- _Short exercise_:
Retype all of the material below word for word, leaving out the pictures.

[Coordinate labeling data]
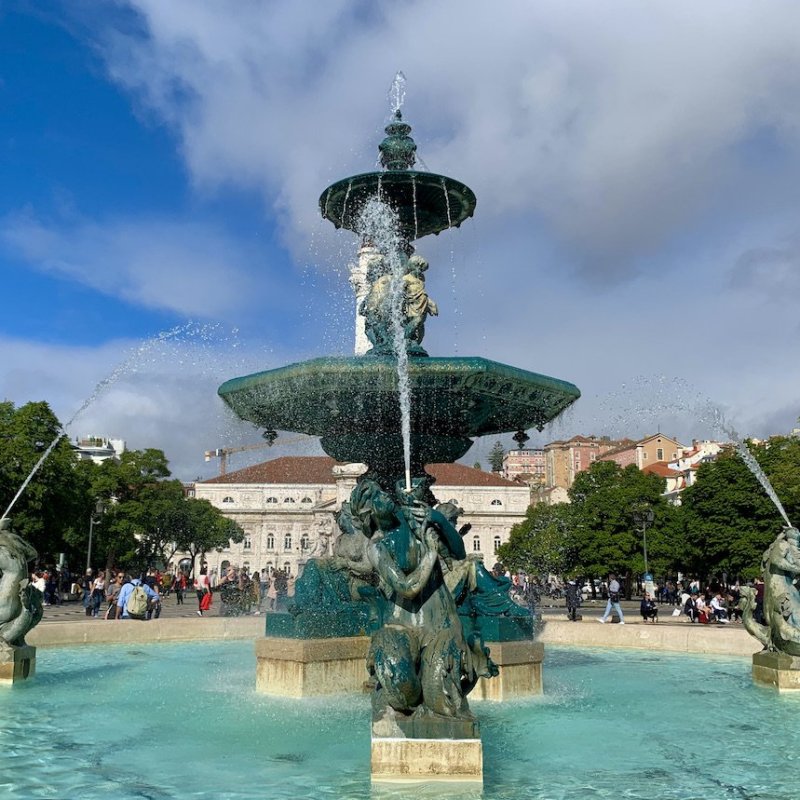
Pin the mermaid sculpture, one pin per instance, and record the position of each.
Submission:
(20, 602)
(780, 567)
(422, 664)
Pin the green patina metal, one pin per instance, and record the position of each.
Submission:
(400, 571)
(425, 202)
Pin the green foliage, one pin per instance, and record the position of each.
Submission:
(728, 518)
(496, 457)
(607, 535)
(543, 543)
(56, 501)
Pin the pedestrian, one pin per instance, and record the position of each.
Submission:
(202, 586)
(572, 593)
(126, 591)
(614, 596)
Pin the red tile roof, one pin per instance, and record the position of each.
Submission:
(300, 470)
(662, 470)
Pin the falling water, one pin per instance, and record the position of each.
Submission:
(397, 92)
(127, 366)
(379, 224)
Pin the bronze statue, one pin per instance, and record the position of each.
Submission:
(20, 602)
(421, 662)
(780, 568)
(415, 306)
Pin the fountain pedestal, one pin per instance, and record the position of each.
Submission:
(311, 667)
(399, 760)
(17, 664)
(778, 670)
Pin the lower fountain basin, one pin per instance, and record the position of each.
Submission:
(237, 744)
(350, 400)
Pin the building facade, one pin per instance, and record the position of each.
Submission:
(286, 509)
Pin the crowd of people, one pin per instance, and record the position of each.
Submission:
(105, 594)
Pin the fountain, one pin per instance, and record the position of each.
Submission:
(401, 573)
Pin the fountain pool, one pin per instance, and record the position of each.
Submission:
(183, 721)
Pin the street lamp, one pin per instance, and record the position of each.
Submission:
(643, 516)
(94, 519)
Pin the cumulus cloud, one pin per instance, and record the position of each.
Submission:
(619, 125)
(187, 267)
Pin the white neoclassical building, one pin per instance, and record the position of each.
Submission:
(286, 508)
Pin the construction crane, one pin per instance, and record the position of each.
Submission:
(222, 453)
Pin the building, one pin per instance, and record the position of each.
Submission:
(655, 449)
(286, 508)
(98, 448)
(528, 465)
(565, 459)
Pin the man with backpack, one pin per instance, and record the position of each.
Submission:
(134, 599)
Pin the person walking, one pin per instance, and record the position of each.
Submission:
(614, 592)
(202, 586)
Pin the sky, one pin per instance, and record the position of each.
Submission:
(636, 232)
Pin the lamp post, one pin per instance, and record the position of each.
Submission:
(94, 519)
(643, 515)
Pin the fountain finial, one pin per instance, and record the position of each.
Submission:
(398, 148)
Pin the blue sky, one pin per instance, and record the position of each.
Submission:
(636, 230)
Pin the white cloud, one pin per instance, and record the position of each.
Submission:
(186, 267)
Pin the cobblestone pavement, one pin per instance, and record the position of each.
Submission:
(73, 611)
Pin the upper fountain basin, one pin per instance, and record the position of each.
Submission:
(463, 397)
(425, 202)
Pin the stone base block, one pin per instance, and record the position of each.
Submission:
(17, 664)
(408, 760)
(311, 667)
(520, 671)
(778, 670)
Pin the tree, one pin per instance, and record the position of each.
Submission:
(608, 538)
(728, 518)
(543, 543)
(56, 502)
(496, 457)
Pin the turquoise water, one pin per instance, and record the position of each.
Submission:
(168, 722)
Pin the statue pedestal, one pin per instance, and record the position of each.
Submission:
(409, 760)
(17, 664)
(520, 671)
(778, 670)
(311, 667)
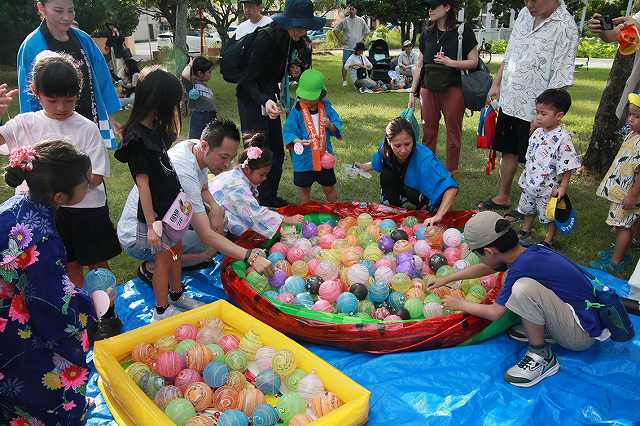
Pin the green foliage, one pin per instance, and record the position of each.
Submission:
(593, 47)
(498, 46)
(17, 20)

- _Solution for this problem_:
Pin the mermaid sculpture, one pin per instance, and record the position of each.
Submission:
(20, 602)
(780, 567)
(422, 664)
Pin the green patina metal, one pin per instance, and record the position of each.
Submission:
(400, 571)
(425, 202)
Pin the green foliage, one pin per instance, and record the position of each.
Submission:
(728, 518)
(496, 457)
(607, 535)
(543, 543)
(56, 501)
Pin the pedestrian, one pin per instance, and record the position of each.
Submission:
(202, 586)
(572, 593)
(126, 591)
(614, 596)
Pin the red tile roof, one pin per instance, and record the position of each.
Submission:
(300, 470)
(662, 470)
Pin the falling water, one pin per instance, and record the position of each.
Submission:
(397, 92)
(127, 366)
(379, 224)
Pin the bronze statue, one pin per instance, and record the position of each.
Submission:
(20, 602)
(421, 662)
(780, 568)
(415, 306)
Pin the fountain pedestal, one pin per instance, and record the position of each.
Submission:
(311, 667)
(399, 760)
(17, 664)
(778, 670)
Pin the lower fountain basin, one pin per instance, and record the position of each.
Submission:
(237, 744)
(350, 400)
Pin the building facade, one pin per instance, and record the position of each.
Submission:
(286, 509)
Pin the crowd of people, one pin per instance, and record the position of each.
Submission:
(105, 594)
Pin the fountain, one pin per instance, and record the position of each.
Submission:
(401, 573)
Pin the fountain pool, one pin per instance, and record the position of each.
Submission:
(183, 721)
Pin the street lamp, one pin per instance, and record the position of each.
Submission:
(643, 516)
(94, 519)
Pin the cumulus cloud, one pin per instance, and record the position of each.
Submission:
(619, 125)
(187, 267)
Pin the white neoclassical building, one pin per instance, and record the position of each.
Submission:
(286, 508)
Pin the construction crane, one pin per instance, and record the position of each.
Submission:
(222, 453)
Pin the building, one pin per instance, and record the position of each.
Submission:
(655, 449)
(286, 508)
(98, 448)
(528, 465)
(565, 459)
Pin the man with backpack, one pin per instance, and record the position of each.
Submission:
(134, 599)
Pin the person walking, one pin per instance, and record the position of each.
Submission:
(614, 592)
(202, 586)
Pin the sky, one pin per instance, and record the position of each.
Submission:
(636, 232)
Pin the lamp post, one pin per instance, and record the position of each.
Submission:
(94, 519)
(643, 515)
Pin the fountain finial, one pin per instance, and record the position of each.
Submission:
(398, 148)
Pin the blue sky, one pin per instance, and record the position of each.
Submission:
(636, 230)
Pin the white cloud, one pin per instance, and record the position of each.
Submission:
(186, 267)
Pin the cobblestone pavement, one pin per instance, and record the position of each.
Submission:
(73, 611)
Pin the upper fountain basin, one pin per instance, and record the position of each.
Submission:
(463, 397)
(425, 202)
Pin the stone base block, one pin per instance, and record the position of each.
Submission:
(17, 664)
(408, 760)
(311, 667)
(520, 671)
(778, 670)
Pin the tree, one pin per instance, and record the position of each.
Submission:
(608, 538)
(728, 518)
(543, 543)
(56, 502)
(496, 457)
Pin the turquoise water, one pin per instance, and record the position of each.
Submission:
(168, 722)
Pin the statue pedestal, one pin per instance, and record the position of each.
Submission:
(409, 760)
(17, 664)
(520, 671)
(778, 670)
(311, 667)
Pin the green foliage, one pin per instance, and record the position of each.
Submission:
(593, 47)
(498, 46)
(17, 20)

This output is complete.